--- Records shown Enclosed Below ---

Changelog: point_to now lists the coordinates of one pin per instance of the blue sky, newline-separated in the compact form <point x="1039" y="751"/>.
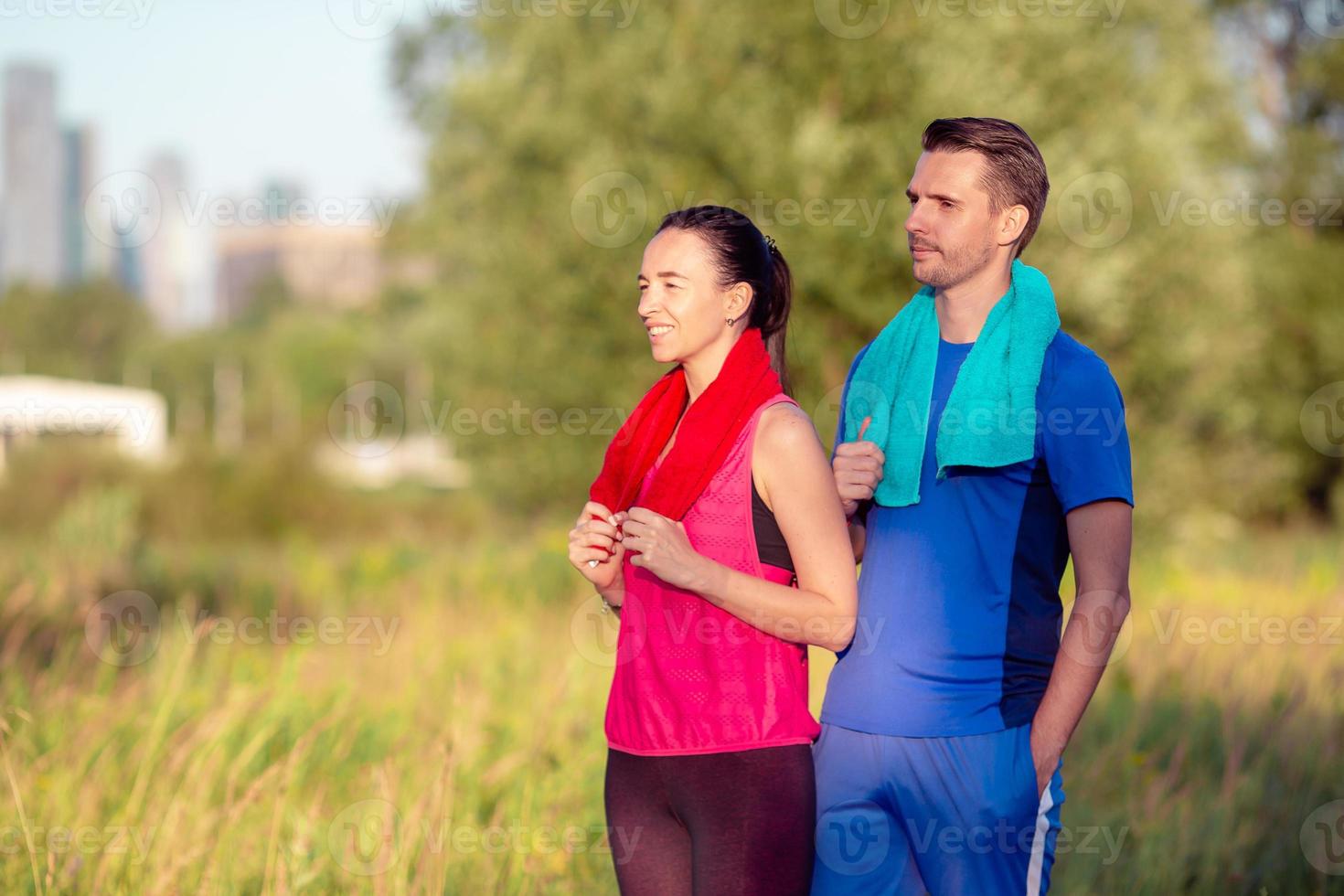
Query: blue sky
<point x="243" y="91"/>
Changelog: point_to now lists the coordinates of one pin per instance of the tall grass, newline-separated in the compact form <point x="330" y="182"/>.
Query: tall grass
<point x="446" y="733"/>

--- End of Enclosed Records shown ---
--- Records shown Enclosed Below ---

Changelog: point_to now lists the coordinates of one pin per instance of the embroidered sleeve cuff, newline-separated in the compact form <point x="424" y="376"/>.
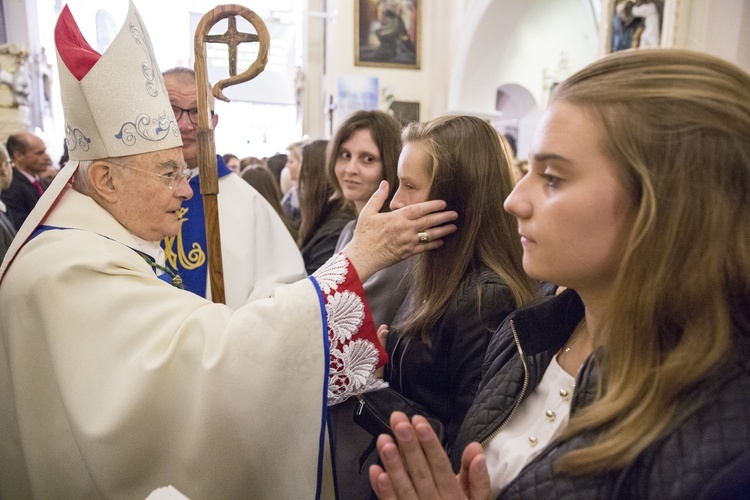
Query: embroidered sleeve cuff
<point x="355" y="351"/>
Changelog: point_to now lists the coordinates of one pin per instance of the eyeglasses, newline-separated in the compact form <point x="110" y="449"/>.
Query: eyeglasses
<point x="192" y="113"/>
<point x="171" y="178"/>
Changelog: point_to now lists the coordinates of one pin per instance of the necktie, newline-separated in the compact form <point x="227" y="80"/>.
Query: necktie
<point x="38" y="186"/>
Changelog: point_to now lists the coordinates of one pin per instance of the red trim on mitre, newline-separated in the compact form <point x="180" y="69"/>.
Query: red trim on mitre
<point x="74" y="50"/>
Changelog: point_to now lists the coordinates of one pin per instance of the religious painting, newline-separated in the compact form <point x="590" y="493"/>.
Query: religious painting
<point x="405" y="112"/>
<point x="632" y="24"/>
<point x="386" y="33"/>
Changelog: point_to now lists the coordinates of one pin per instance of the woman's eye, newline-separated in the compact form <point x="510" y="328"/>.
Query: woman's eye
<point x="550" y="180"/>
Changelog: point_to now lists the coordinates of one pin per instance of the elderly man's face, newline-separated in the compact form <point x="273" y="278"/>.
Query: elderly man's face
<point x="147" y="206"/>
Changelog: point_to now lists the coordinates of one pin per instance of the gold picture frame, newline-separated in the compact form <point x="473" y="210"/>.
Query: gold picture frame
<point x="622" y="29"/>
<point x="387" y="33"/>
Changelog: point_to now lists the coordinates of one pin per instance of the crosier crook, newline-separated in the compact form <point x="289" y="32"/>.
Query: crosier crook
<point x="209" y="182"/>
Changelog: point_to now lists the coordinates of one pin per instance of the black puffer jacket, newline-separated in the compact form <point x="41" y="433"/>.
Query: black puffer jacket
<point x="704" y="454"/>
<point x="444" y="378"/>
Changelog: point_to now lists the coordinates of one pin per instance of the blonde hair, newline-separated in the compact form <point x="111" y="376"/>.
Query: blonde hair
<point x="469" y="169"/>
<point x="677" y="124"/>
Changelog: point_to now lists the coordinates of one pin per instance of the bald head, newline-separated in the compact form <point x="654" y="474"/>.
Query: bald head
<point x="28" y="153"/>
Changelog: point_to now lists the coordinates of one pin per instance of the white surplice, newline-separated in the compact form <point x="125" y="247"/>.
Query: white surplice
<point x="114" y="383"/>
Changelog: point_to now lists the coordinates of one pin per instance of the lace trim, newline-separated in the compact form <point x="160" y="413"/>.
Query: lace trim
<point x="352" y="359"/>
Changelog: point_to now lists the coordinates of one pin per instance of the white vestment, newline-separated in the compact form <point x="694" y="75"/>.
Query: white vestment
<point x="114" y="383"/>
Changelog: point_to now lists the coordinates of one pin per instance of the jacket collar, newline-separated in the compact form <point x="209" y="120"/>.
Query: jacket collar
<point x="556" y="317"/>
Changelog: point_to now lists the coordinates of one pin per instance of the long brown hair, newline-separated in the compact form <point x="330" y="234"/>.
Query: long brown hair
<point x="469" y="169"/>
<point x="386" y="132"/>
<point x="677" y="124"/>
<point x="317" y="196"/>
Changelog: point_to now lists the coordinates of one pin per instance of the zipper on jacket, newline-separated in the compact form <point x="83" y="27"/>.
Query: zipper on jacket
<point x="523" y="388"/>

--- End of Enclosed Records shown ---

The exact lines of the material above starting at the one that contains "white surplice, newline-separated" and ending at the one that contains "white vestment, newline-separated" are what to retype; leave out everything else.

Changelog: point_to now lists the coordinates of one pin per instance of the white surplice, newline-separated in the compact form <point x="125" y="247"/>.
Query: white surplice
<point x="114" y="383"/>
Changelog: point_to now lists the coordinates of one pin per instance of the lace trim, newline-separated in the compact form <point x="160" y="413"/>.
Query: lace trim
<point x="352" y="359"/>
Changelog: point_to now lists the coordinates of one pin per instance of the white vestment, newline-separated in the compact form <point x="694" y="75"/>.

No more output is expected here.